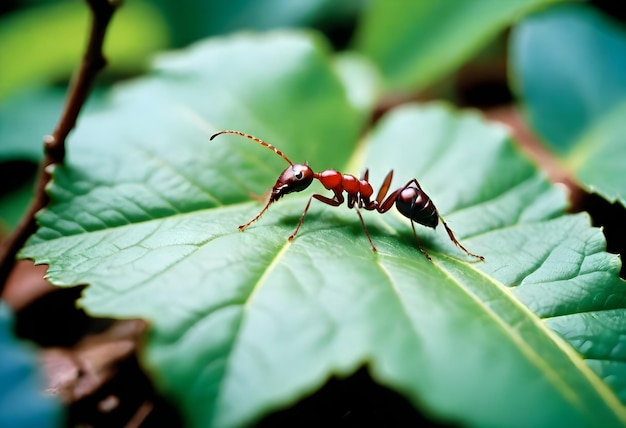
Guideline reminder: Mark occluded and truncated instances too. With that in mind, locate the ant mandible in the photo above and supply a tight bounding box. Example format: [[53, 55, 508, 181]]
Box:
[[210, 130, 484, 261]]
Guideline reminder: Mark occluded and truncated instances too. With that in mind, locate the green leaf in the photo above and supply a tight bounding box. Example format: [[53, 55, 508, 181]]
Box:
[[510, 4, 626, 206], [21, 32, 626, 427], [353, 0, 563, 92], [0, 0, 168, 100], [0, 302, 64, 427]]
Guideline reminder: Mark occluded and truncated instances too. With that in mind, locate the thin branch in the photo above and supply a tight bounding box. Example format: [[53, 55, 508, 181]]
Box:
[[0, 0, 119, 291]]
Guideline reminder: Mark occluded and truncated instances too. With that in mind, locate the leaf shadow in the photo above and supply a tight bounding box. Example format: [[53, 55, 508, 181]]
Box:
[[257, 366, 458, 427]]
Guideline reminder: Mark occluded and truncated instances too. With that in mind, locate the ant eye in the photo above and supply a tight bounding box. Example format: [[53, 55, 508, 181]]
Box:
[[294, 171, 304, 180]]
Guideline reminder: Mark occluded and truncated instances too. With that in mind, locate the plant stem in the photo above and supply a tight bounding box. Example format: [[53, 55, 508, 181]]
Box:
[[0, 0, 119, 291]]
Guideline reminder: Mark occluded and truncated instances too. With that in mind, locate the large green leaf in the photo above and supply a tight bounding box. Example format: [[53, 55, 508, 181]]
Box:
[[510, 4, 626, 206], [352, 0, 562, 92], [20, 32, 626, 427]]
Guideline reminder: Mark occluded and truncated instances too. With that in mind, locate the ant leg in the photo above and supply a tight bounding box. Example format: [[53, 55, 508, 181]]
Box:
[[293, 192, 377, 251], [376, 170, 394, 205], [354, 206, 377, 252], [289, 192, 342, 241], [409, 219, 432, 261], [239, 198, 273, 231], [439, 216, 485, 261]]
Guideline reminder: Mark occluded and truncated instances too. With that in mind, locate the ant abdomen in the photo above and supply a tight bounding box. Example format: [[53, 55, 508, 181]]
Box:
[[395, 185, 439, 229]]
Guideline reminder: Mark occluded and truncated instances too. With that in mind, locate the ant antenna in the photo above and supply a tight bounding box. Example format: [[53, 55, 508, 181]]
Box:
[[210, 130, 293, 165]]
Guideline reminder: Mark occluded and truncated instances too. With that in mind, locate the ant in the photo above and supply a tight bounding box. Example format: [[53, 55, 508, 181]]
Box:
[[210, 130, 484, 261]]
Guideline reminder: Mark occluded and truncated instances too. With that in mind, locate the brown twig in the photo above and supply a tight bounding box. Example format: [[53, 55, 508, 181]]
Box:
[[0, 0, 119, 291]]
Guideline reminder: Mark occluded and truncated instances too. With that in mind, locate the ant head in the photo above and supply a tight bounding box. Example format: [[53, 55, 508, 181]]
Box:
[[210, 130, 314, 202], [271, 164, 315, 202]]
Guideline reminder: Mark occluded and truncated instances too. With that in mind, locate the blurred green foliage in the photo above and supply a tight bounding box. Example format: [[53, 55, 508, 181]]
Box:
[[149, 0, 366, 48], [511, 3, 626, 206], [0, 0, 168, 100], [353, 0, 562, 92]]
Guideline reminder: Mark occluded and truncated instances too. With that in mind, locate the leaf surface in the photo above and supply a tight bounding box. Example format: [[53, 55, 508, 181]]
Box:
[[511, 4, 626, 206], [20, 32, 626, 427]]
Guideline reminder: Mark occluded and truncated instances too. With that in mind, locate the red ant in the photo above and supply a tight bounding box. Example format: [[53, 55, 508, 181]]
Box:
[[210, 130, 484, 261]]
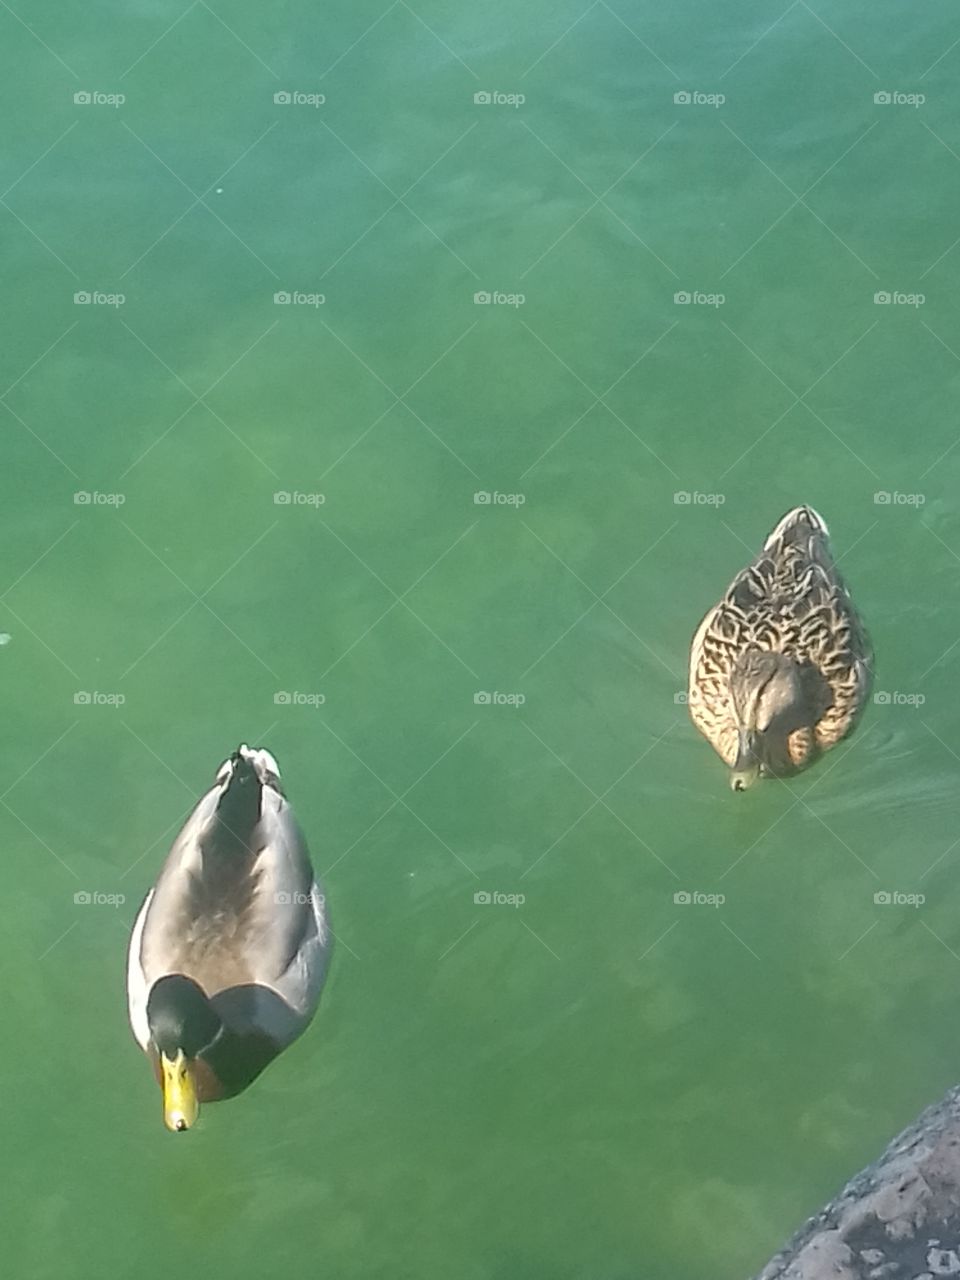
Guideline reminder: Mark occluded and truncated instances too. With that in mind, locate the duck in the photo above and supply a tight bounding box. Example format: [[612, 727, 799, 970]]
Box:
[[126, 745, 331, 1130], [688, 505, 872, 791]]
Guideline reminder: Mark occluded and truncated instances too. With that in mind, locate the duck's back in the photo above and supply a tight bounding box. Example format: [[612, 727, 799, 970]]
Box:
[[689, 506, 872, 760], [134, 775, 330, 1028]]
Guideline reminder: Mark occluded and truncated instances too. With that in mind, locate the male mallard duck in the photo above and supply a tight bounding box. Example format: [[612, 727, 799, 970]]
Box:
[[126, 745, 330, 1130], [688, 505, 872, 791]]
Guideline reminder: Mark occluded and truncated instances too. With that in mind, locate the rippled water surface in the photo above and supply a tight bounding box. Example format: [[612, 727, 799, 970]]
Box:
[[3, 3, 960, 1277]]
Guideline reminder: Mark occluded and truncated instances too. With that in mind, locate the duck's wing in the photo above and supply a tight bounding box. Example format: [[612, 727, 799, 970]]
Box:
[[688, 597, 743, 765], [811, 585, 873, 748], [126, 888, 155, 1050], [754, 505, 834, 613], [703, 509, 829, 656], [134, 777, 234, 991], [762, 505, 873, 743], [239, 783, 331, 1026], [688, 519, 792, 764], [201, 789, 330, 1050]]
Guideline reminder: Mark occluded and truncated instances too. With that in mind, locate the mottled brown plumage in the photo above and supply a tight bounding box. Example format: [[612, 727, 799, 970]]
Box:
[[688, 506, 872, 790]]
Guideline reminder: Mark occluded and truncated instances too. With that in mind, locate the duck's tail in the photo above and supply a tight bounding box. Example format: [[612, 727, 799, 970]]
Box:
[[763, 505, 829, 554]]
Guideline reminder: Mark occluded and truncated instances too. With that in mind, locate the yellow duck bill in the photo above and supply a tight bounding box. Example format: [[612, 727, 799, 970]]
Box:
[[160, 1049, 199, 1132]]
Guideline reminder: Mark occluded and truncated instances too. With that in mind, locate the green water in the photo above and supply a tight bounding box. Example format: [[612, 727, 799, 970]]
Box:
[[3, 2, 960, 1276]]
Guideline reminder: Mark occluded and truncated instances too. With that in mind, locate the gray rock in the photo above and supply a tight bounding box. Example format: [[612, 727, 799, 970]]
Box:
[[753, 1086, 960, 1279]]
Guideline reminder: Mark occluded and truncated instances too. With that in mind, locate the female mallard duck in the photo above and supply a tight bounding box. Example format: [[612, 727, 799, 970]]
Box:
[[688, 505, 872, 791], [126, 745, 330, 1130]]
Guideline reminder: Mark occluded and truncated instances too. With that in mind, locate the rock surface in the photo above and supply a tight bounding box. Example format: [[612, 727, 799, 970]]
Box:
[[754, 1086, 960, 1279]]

+ + +

◆ Task prompt
Please report all lines in the entries where "rock" appears.

◆ Your solution
Guideline reminder: Mark occluded and truncated instances too. With that in mind, locate the gray rock in the photo above and supply a tight bounding box. Example format: [[612, 727, 799, 970]]
Guideline reminder: Mark occluded and truncated instances too. With that in mind, locate the rock surface in the photo above and supply a tight bounding box. Example format: [[612, 727, 799, 970]]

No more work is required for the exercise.